ASSIGNMENT: All entries below are to be reproduced precisely as they stand, without the pictures.

....................

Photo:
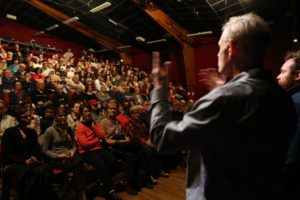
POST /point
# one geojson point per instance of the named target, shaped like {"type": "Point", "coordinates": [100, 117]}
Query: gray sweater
{"type": "Point", "coordinates": [57, 141]}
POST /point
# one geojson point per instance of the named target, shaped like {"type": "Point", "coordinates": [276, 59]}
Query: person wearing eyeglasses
{"type": "Point", "coordinates": [23, 166]}
{"type": "Point", "coordinates": [238, 134]}
{"type": "Point", "coordinates": [289, 79]}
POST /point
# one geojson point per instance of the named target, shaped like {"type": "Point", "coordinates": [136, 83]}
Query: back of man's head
{"type": "Point", "coordinates": [251, 32]}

....................

TASK RESPONSE:
Photo:
POST /point
# one geojson point per instance of the named target, shaped like {"type": "Point", "coordinates": [100, 117]}
Query: gray sweater
{"type": "Point", "coordinates": [57, 141]}
POST /point
# one geojson point per instance of the named target, shaped like {"type": "Point", "coordinates": [276, 59]}
Query: person wearing eyeglasses
{"type": "Point", "coordinates": [23, 166]}
{"type": "Point", "coordinates": [238, 134]}
{"type": "Point", "coordinates": [289, 79]}
POST /point
# one geojson point per instance of the named target, shaped like {"type": "Point", "coordinates": [136, 83]}
Query: back of man's head
{"type": "Point", "coordinates": [251, 32]}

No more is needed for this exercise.